Required work
Put the lines below into a Markdown table with columns named No and Line, giving each line a number and skipping blank lines. Begin at the line that has "weathered brick wall.", and stop after the line that has "top-left (201, 0), bottom-right (284, 67)".
---*---
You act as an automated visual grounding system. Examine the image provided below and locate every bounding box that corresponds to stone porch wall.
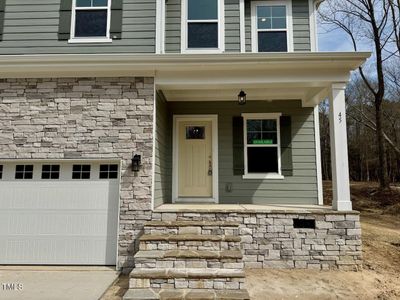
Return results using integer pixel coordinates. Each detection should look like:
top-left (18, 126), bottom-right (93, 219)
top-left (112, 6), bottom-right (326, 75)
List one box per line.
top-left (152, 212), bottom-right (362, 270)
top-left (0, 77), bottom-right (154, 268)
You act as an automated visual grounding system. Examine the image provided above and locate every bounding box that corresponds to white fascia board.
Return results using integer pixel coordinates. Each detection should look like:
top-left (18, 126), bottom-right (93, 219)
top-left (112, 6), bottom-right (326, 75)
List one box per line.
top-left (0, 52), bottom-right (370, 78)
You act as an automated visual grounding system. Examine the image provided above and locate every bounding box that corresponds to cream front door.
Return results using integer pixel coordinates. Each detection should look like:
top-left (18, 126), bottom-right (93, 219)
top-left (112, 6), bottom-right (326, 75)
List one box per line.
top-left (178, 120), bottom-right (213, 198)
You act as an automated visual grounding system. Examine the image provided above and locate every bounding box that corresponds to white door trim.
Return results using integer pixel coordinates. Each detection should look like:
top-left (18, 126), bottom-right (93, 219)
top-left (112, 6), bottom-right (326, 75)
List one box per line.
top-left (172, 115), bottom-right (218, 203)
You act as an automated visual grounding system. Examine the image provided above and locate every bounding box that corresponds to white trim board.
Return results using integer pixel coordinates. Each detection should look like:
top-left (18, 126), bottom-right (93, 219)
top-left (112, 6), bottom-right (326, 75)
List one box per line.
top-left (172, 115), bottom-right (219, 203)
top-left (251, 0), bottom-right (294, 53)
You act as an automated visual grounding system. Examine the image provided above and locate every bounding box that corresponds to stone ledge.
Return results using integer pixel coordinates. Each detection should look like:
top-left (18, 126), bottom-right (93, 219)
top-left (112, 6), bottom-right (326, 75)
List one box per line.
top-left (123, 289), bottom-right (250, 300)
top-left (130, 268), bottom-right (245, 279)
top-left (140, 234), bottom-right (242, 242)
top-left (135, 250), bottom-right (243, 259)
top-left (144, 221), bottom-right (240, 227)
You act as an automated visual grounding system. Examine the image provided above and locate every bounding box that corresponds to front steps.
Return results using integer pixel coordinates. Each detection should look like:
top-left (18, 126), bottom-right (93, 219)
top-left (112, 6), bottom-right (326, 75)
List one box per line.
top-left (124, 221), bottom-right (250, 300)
---*---
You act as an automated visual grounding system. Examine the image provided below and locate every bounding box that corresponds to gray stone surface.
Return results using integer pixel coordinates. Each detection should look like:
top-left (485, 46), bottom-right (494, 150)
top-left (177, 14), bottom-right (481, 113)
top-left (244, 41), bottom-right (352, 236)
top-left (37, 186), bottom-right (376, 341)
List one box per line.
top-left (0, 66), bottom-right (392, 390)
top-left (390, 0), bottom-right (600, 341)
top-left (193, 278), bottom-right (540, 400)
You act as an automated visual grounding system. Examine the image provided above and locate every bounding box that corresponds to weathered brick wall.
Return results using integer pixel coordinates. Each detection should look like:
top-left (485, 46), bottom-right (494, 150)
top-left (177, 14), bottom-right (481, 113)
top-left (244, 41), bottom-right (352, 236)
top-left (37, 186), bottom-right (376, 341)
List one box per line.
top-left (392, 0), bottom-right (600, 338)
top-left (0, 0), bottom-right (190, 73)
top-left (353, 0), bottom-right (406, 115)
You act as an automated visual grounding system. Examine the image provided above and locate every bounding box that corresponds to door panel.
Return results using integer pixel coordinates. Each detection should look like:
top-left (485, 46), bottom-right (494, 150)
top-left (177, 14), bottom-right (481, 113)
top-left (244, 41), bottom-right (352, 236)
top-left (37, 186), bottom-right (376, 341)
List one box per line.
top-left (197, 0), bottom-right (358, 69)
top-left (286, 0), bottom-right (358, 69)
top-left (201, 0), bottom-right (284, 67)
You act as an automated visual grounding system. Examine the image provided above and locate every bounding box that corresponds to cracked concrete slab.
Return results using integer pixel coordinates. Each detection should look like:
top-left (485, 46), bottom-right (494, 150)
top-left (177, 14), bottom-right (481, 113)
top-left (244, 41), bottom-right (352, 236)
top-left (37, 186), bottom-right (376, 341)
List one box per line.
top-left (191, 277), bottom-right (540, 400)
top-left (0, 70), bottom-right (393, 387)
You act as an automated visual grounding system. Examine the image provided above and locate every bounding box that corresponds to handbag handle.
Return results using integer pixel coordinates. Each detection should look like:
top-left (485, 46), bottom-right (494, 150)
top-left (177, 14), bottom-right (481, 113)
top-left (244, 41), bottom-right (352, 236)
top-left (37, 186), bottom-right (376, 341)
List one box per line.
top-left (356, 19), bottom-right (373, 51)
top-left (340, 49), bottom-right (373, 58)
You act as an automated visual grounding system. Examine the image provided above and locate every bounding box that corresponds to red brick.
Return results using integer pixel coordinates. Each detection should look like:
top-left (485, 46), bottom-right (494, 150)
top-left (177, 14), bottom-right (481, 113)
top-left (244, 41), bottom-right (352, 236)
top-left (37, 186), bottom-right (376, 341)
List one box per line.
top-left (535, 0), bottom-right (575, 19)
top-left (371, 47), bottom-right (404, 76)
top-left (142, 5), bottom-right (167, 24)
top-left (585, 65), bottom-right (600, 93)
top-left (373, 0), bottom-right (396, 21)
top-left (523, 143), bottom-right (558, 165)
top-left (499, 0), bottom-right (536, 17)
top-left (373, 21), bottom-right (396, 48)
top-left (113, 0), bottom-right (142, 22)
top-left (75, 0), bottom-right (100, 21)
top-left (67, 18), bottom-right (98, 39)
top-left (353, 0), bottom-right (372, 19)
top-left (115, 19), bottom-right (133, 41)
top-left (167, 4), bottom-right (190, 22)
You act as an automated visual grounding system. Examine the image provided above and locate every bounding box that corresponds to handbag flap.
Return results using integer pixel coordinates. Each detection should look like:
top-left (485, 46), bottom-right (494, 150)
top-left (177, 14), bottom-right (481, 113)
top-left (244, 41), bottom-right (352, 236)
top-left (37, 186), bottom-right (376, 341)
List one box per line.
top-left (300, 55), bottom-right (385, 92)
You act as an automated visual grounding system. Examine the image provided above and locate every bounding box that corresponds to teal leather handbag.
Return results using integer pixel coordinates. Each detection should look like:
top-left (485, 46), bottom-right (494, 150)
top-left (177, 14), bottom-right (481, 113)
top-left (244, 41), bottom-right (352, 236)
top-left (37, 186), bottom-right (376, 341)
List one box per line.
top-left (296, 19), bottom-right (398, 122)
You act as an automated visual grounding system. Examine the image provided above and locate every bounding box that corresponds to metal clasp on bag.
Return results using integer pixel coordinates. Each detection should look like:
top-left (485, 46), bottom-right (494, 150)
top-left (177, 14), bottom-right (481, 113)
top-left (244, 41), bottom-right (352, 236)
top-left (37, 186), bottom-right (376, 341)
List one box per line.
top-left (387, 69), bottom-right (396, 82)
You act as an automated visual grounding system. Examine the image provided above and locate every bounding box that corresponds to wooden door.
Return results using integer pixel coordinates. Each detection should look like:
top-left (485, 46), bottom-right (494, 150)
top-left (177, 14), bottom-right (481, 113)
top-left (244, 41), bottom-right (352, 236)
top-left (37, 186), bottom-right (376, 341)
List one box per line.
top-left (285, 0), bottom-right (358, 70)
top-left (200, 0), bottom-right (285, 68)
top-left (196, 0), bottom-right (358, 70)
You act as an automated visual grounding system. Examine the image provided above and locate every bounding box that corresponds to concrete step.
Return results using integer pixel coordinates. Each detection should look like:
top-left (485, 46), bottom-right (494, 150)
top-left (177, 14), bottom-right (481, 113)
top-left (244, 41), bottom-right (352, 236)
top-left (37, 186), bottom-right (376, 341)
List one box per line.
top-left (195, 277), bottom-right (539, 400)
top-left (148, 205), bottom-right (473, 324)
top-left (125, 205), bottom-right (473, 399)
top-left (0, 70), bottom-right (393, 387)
---*---
Exercise output
| No | Line |
|---|---|
| 1 | You act as an automated visual grounding system. Examine the image provided above and locate every bounding box that corresponds to weathered brick wall. |
| 2 | Return results using integer pixel coordinates. Each detection should look like: |
| 3 | top-left (485, 46), bottom-right (494, 150) |
| 4 | top-left (177, 14), bottom-right (481, 113) |
| 5 | top-left (244, 41), bottom-right (352, 236) |
| 6 | top-left (37, 186), bottom-right (376, 341) |
| 7 | List one box per line. |
| 8 | top-left (392, 0), bottom-right (600, 338) |
| 9 | top-left (0, 0), bottom-right (190, 73) |
| 10 | top-left (353, 0), bottom-right (406, 115) |
| 11 | You act as an automated visual grounding system. Examine the image provided above and locate every bounding box that corresponds to door panel. |
| 12 | Return results using integer pixel coordinates. Each detection should look like: |
| 13 | top-left (485, 46), bottom-right (494, 150) |
| 14 | top-left (177, 14), bottom-right (481, 113) |
| 15 | top-left (244, 41), bottom-right (352, 236) |
| 16 | top-left (37, 186), bottom-right (376, 341) |
| 17 | List one box per line. |
| 18 | top-left (197, 0), bottom-right (358, 69) |
| 19 | top-left (286, 0), bottom-right (358, 69) |
| 20 | top-left (201, 0), bottom-right (284, 67) |